Tasks for this exercise ▸
- a) Copy the Schloss Gobelsburg text between "The first written" and "for a while.", inclusive, and substitute "Benedictine monks" for "Cistercian monks".
- b) According to the Schloss Gobelsburg text, in what year did the monks from the Zwettl monastery obtain the first vineyards at Heiligenstein and Gaisberg?

Quoted passage ▸
•••

The Sekt brut Rosé from Schloss Gobelsburg exudes the fine elegance of its origin. It has a scent of bright red cranberries and wild strawberries, spring herbs and is clothed in slightly tart citrus notes as well as floral hints. On the palate, it presents itself lean but with mouth-filling mousseux and refreshing acidity and mineral grip. The aromatics are characterised by an animating citrus variety and currants.

Attributes

Origin: Austria / Niederösterreich
Grape variety: Pinot noir, Zweigelt, Sankt Laurent
Label: Vegan, Certified integrated production
Ripening potential: 1 to 3 years
Serving temperature: 10 to 12 °C
Food pairing suggestion: Apéro riche, Cakes, biscuits, pastries, Hot Asian dishes, Moroccan specialities, Hot vegetable curries
Vinification: fermentation in steel tank, pressing the whole grape
Harvest: hand-picking, strict selection, in small boxes
Maturation: in large wooden barrel/foudre, on the yeast
Maturation duration: 36 months
Volume: 11.5 %
Note: Contains sulphites
Producer

Weingut Schloss Gobelsburg

The first written evidence of Schloss Gobelsburg dates from 1074, but it was in 1171 that the Cistercian monks from the Zwettl monastery obtained the first vineyards at Heiligenstein and at Gaisberg in the Kamptal. Visitors entering the baroque-style complex built on a slight mound sense this tradition, this spirit, this experience accumulated over the centuries. The view takes in all the surroundings, from the village of Gobelsburg to the vine-covered hills of Heiligenstein. Inside, near the parish church where couples say yes for life, when the weather is pleasant, the pretty and romantic garden invites all to rest for a while.

•••

Listing ▸
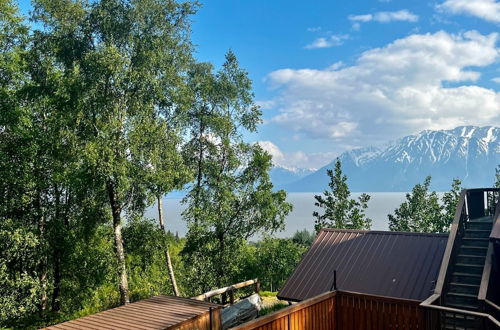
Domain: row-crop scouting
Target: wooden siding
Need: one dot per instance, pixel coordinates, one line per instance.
(315, 313)
(358, 311)
(344, 310)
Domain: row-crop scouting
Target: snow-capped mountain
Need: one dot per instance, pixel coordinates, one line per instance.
(469, 153)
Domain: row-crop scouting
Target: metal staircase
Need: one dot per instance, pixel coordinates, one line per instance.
(456, 302)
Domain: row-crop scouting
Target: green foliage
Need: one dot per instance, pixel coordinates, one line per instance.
(144, 243)
(422, 211)
(271, 260)
(232, 197)
(19, 286)
(340, 211)
(102, 111)
(497, 177)
(272, 309)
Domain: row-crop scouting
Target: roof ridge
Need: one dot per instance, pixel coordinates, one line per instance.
(384, 232)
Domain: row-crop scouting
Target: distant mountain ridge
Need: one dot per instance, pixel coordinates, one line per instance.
(469, 153)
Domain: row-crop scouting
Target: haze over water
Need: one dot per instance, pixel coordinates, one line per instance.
(380, 204)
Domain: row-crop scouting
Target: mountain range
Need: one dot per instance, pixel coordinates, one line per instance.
(469, 153)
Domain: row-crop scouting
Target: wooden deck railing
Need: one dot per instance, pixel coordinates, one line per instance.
(343, 310)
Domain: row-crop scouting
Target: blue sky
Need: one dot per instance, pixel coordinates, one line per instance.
(332, 75)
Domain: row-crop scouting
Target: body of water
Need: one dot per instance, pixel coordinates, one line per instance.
(380, 204)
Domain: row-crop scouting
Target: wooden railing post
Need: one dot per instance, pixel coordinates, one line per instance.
(257, 287)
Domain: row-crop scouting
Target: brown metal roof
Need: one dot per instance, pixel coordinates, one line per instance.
(392, 264)
(160, 312)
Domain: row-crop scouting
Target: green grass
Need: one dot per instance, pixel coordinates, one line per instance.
(271, 309)
(267, 293)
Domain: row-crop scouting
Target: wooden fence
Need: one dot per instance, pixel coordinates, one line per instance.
(343, 310)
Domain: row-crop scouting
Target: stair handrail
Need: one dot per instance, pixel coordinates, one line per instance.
(485, 279)
(460, 311)
(454, 230)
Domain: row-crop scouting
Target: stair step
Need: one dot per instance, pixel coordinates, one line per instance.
(464, 288)
(476, 241)
(471, 259)
(478, 224)
(467, 278)
(482, 219)
(469, 268)
(479, 233)
(474, 250)
(462, 295)
(459, 305)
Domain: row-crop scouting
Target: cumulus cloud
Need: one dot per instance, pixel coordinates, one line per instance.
(383, 17)
(485, 9)
(392, 91)
(297, 159)
(334, 40)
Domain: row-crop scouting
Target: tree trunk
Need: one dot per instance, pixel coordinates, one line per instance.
(56, 305)
(120, 253)
(43, 259)
(167, 253)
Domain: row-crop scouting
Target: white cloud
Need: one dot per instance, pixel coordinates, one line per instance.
(333, 40)
(314, 29)
(485, 9)
(383, 17)
(297, 159)
(392, 91)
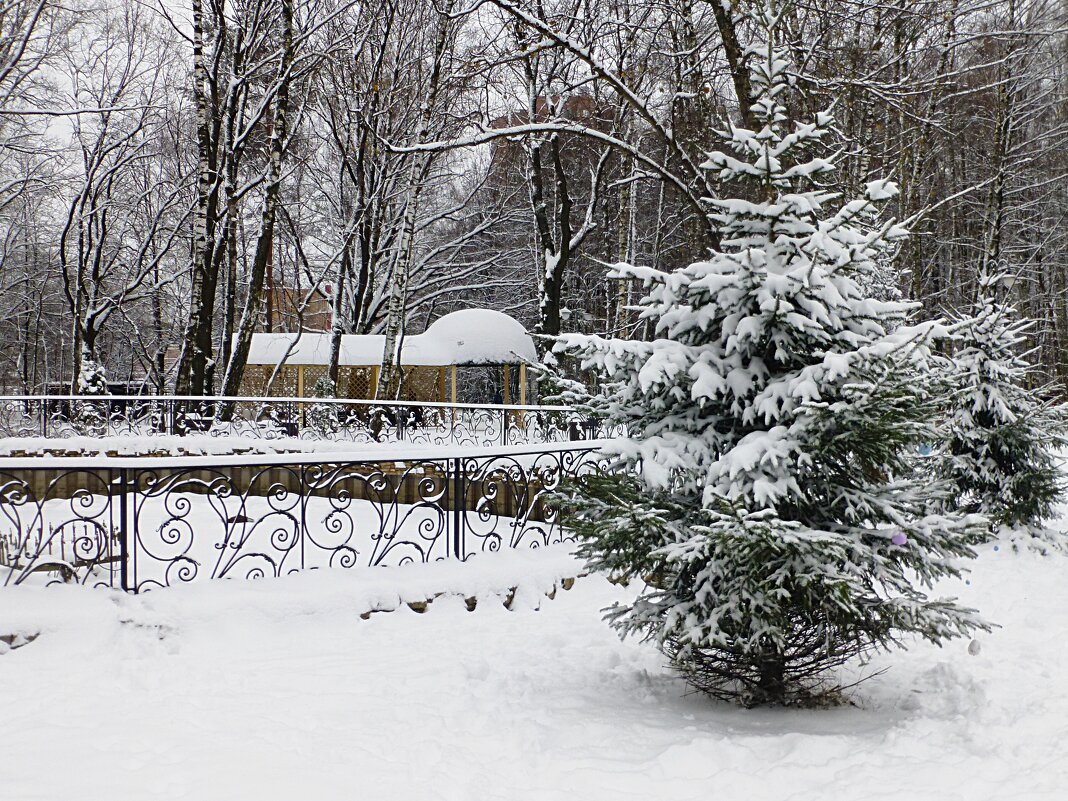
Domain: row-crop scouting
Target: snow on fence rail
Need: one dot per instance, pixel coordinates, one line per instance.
(273, 418)
(138, 523)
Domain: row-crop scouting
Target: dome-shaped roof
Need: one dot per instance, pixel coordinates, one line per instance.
(467, 336)
(482, 336)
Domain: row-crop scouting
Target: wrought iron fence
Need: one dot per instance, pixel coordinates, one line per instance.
(275, 418)
(138, 523)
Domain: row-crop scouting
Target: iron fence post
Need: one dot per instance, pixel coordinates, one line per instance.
(459, 507)
(124, 550)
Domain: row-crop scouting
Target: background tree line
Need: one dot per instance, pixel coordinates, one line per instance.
(176, 175)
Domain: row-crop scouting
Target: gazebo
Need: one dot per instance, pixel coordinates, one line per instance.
(432, 361)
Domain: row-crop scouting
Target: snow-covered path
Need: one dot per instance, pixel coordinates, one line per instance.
(279, 690)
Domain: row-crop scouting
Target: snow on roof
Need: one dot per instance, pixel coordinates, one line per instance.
(467, 336)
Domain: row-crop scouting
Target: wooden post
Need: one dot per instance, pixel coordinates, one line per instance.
(454, 394)
(441, 394)
(506, 395)
(522, 394)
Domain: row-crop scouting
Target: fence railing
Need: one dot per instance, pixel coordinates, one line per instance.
(273, 418)
(138, 523)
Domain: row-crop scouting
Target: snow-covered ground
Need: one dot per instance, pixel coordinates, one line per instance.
(279, 689)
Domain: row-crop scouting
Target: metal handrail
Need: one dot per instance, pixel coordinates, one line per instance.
(280, 398)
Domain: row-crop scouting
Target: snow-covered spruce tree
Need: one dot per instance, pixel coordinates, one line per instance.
(766, 493)
(998, 435)
(91, 417)
(323, 418)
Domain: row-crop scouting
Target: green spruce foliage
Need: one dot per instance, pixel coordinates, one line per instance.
(767, 495)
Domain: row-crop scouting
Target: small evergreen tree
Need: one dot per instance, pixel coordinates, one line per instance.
(323, 418)
(998, 435)
(767, 493)
(91, 417)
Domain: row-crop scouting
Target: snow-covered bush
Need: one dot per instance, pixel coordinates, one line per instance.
(999, 435)
(92, 379)
(91, 417)
(767, 493)
(323, 418)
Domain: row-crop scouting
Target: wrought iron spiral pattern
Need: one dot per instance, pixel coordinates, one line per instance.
(143, 528)
(59, 525)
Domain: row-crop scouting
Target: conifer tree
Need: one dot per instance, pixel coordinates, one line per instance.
(999, 435)
(767, 492)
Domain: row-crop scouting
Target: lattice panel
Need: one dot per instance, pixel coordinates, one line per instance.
(423, 383)
(254, 380)
(356, 382)
(312, 375)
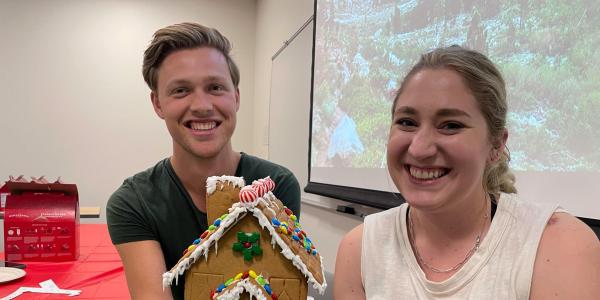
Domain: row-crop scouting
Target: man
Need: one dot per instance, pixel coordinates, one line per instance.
(156, 214)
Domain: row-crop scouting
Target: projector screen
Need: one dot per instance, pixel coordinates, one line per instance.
(546, 50)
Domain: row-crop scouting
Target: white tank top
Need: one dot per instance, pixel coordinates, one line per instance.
(501, 268)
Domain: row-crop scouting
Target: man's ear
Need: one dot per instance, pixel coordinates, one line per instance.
(156, 104)
(237, 99)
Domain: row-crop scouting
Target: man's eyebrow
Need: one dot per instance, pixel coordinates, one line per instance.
(405, 110)
(452, 112)
(177, 82)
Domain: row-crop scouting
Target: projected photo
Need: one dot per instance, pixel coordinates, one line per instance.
(546, 50)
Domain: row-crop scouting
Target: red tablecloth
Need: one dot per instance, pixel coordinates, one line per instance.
(98, 273)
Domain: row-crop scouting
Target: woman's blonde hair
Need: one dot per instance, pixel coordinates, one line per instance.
(487, 85)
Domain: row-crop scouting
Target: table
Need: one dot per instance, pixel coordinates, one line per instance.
(98, 272)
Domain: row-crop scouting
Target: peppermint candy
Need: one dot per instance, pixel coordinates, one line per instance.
(259, 187)
(248, 194)
(268, 182)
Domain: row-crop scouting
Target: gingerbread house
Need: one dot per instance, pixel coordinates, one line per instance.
(255, 248)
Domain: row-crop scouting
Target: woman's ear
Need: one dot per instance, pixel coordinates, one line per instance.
(498, 147)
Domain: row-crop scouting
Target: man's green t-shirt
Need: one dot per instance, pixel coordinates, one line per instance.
(154, 205)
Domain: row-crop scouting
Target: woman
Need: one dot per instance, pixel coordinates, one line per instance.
(462, 234)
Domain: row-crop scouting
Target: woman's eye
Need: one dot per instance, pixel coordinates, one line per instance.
(452, 126)
(217, 88)
(407, 123)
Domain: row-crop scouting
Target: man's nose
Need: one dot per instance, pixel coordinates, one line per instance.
(201, 102)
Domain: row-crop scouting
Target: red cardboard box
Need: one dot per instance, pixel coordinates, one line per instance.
(41, 222)
(3, 194)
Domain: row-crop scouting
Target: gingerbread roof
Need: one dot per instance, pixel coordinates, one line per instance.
(270, 213)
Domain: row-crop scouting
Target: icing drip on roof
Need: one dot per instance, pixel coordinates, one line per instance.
(211, 182)
(240, 286)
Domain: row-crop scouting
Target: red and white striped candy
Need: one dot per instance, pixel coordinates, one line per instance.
(259, 187)
(268, 182)
(248, 194)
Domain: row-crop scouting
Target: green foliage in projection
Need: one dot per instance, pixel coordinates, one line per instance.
(546, 50)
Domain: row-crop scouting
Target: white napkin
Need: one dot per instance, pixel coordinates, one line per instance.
(46, 287)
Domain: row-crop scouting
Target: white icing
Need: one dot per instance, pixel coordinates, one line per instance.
(240, 286)
(287, 252)
(211, 182)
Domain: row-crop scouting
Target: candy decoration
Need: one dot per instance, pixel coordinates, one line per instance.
(204, 234)
(238, 276)
(259, 188)
(248, 194)
(269, 183)
(260, 279)
(248, 244)
(275, 222)
(268, 289)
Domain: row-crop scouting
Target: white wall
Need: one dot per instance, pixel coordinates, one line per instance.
(73, 102)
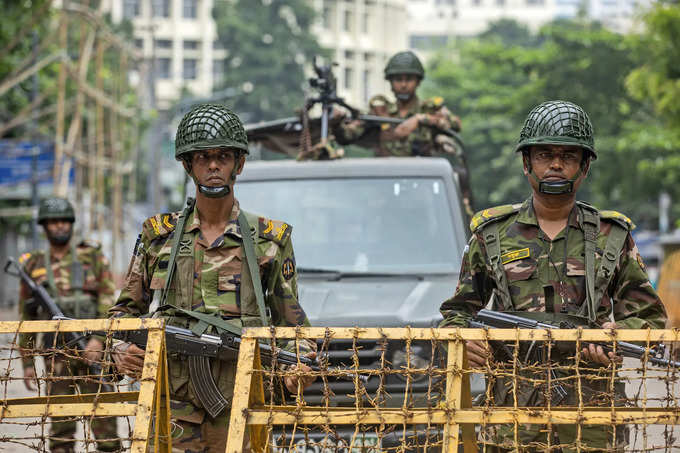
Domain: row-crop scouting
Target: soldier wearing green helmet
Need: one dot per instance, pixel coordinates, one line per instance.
(78, 277)
(562, 260)
(417, 135)
(213, 267)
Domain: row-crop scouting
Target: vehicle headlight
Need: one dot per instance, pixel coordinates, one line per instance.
(418, 358)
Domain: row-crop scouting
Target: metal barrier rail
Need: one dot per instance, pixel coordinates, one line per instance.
(147, 405)
(455, 413)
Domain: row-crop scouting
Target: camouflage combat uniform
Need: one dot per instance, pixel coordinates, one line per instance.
(94, 301)
(534, 270)
(424, 141)
(211, 278)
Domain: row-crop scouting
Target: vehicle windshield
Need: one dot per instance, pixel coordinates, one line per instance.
(362, 225)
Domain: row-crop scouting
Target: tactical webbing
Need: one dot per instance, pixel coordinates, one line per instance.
(493, 250)
(591, 227)
(253, 268)
(172, 264)
(612, 251)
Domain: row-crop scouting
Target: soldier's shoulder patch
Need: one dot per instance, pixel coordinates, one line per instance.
(288, 268)
(160, 225)
(90, 243)
(274, 230)
(619, 218)
(23, 259)
(491, 214)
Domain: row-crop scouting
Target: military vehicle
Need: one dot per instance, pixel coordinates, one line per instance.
(378, 243)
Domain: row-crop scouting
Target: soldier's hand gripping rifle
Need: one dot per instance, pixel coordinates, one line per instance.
(42, 297)
(500, 320)
(198, 349)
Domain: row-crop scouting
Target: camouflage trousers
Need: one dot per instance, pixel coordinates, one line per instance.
(195, 432)
(63, 429)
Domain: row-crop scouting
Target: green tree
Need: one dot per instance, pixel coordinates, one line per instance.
(267, 47)
(498, 77)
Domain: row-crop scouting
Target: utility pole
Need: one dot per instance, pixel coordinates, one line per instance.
(35, 151)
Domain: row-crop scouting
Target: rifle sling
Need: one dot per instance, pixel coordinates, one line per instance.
(253, 268)
(177, 238)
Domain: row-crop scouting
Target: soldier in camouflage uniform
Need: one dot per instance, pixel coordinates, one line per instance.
(77, 275)
(417, 135)
(561, 260)
(212, 280)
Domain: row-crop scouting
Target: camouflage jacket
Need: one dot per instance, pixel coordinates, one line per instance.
(97, 289)
(532, 261)
(421, 142)
(215, 284)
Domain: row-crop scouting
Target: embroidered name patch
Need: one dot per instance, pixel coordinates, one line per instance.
(288, 268)
(515, 255)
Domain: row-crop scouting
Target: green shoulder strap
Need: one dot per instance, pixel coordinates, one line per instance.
(179, 231)
(492, 244)
(50, 275)
(591, 227)
(249, 249)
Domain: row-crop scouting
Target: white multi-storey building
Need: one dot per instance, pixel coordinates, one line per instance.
(431, 23)
(362, 35)
(179, 36)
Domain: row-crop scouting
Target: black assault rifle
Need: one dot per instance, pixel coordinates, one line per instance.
(42, 297)
(198, 349)
(488, 318)
(499, 320)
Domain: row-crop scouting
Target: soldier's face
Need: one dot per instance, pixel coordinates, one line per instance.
(404, 85)
(555, 163)
(58, 231)
(214, 167)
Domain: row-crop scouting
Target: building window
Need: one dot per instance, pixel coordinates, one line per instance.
(347, 19)
(190, 9)
(163, 68)
(189, 68)
(327, 17)
(367, 84)
(349, 74)
(218, 72)
(365, 22)
(130, 8)
(163, 44)
(160, 8)
(190, 44)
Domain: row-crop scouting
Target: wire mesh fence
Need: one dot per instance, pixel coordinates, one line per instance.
(56, 397)
(409, 390)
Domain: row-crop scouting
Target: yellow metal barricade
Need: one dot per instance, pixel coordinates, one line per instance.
(149, 405)
(454, 417)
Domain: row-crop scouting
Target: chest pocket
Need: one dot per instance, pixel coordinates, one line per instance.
(520, 269)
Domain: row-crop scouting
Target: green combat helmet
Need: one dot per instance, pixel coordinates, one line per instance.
(404, 63)
(55, 208)
(209, 126)
(557, 123)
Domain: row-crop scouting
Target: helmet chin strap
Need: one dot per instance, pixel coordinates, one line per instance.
(560, 187)
(60, 239)
(214, 192)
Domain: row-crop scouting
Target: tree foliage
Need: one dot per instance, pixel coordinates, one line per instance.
(267, 45)
(498, 77)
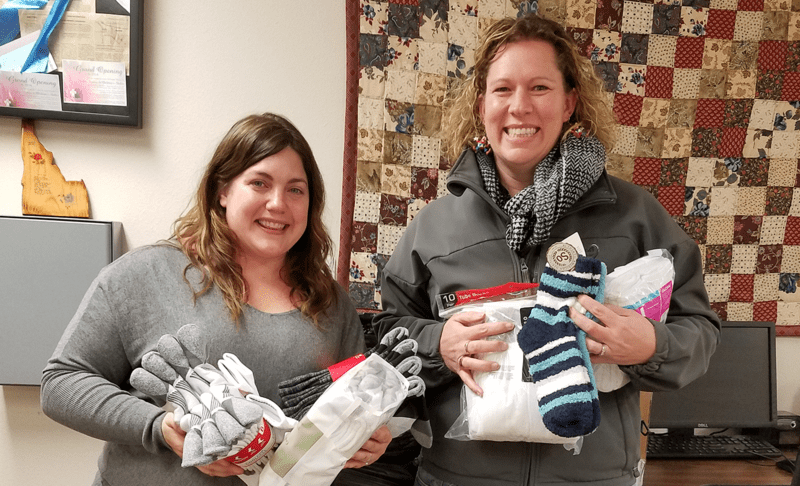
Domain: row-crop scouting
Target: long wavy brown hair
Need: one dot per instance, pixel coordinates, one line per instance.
(203, 234)
(462, 123)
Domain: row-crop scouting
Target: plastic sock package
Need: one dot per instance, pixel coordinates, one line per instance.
(509, 409)
(644, 285)
(337, 425)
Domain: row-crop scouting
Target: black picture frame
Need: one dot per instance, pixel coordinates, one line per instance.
(129, 115)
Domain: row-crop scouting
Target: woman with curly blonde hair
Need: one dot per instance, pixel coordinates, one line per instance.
(530, 129)
(463, 126)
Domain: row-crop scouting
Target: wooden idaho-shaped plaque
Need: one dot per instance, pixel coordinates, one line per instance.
(44, 190)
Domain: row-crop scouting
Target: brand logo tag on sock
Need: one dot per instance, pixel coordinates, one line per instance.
(562, 257)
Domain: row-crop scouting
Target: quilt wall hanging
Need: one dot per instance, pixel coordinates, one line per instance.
(706, 93)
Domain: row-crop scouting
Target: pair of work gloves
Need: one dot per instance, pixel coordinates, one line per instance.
(222, 413)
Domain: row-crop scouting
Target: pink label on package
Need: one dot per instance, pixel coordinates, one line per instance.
(658, 306)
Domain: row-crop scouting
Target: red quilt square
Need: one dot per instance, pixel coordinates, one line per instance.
(791, 87)
(772, 55)
(721, 24)
(751, 5)
(746, 229)
(741, 288)
(658, 83)
(765, 311)
(689, 52)
(646, 171)
(718, 258)
(721, 309)
(628, 108)
(710, 113)
(769, 258)
(733, 139)
(672, 198)
(394, 210)
(779, 201)
(792, 234)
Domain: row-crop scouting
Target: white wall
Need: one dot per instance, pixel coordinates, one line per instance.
(204, 68)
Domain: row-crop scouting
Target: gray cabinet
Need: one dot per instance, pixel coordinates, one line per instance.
(46, 266)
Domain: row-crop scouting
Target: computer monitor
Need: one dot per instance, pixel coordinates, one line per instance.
(738, 391)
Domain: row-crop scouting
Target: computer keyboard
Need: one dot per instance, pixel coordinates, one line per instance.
(709, 446)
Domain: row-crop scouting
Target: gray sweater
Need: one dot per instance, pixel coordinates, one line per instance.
(132, 303)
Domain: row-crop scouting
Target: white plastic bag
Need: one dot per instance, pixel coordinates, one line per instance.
(509, 407)
(644, 285)
(342, 419)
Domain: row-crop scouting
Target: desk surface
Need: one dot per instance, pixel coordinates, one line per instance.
(697, 472)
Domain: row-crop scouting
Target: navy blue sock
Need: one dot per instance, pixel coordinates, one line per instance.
(556, 349)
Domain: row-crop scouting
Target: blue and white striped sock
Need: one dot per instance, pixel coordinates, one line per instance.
(556, 349)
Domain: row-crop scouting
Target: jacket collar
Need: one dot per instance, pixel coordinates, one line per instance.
(466, 174)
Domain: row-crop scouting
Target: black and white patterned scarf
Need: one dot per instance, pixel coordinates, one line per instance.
(568, 171)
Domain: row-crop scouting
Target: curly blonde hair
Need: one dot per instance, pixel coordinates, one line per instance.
(462, 123)
(202, 233)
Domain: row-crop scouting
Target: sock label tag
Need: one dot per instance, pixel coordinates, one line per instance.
(562, 257)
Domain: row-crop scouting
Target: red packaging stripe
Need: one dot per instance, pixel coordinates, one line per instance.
(343, 367)
(255, 450)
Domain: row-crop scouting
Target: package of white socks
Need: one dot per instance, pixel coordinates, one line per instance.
(509, 408)
(337, 425)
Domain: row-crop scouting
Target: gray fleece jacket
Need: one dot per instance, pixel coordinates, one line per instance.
(132, 303)
(457, 242)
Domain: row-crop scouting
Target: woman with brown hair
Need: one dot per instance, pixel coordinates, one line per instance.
(247, 265)
(531, 128)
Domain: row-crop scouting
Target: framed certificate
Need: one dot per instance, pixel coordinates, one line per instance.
(93, 69)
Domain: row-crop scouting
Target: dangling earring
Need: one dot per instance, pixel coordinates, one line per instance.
(482, 145)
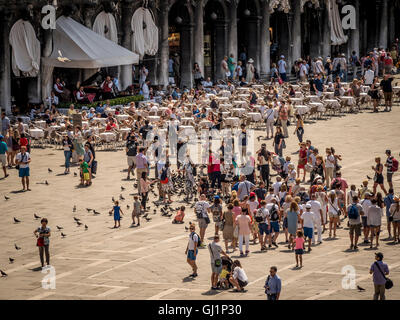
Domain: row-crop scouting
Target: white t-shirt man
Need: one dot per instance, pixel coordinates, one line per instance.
(193, 238)
(369, 77)
(315, 208)
(202, 206)
(308, 219)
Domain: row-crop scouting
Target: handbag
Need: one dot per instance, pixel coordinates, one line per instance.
(388, 283)
(40, 242)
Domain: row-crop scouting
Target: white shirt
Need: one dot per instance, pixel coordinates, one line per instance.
(308, 219)
(239, 273)
(369, 77)
(282, 66)
(315, 208)
(366, 204)
(277, 186)
(24, 158)
(192, 239)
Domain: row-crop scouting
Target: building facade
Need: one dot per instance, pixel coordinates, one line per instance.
(204, 31)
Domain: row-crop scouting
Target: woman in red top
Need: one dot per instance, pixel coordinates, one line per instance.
(302, 160)
(23, 142)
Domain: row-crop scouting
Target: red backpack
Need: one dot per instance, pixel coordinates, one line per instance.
(395, 165)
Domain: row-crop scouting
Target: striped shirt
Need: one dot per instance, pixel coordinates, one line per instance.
(389, 163)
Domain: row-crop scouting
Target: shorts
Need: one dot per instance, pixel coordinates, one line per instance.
(388, 96)
(285, 224)
(308, 232)
(202, 223)
(263, 228)
(131, 161)
(299, 251)
(215, 269)
(274, 226)
(3, 160)
(191, 255)
(23, 172)
(355, 228)
(364, 222)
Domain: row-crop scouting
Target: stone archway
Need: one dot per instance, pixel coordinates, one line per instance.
(180, 19)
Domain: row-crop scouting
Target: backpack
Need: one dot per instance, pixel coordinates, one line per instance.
(395, 165)
(274, 214)
(199, 239)
(353, 212)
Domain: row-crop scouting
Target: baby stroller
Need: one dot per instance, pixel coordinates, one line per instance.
(277, 164)
(225, 262)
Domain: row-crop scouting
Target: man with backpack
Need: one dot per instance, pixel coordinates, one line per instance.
(201, 210)
(392, 166)
(192, 249)
(354, 213)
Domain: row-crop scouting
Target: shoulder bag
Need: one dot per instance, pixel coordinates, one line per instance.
(389, 283)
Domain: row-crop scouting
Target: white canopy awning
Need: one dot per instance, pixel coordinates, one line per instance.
(85, 48)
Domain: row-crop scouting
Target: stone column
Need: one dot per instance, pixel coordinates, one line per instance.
(163, 45)
(326, 34)
(126, 70)
(220, 47)
(232, 30)
(265, 41)
(383, 35)
(5, 63)
(295, 45)
(199, 35)
(186, 55)
(355, 34)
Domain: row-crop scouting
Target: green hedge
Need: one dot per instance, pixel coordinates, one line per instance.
(113, 102)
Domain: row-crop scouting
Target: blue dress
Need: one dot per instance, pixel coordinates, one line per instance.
(292, 222)
(117, 216)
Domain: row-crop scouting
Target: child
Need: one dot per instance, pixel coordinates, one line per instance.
(85, 176)
(117, 217)
(136, 211)
(179, 216)
(299, 248)
(223, 277)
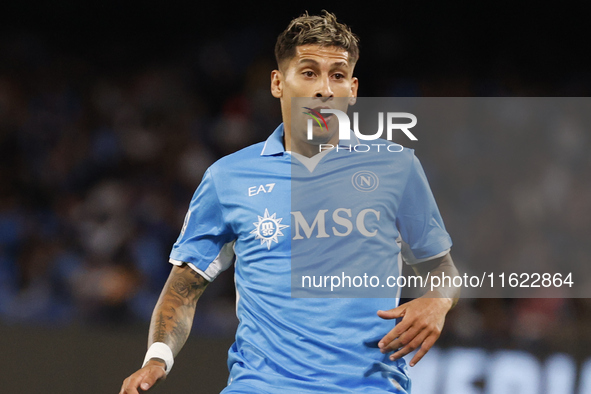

•••

Final answers ▸
- a)
The first written evidence of Schloss Gobelsburg dates from 1074, but it was in 1171 that the Benedictine monks from the Zwettl monastery obtained the first vineyards at Heiligenstein and at Gaisberg in the Kamptal. Visitors entering the baroque-style complex built on a slight mound sense this tradition, this spirit, this experience accumulated over the centuries. The view takes in all the surroundings, from the village of Gobelsburg to the vine-covered hills of Heiligenstein. Inside, near the parish church where couples say yes for life, when the weather is pleasant, the pretty and romantic garden invites all to rest for a while.

- b) 1171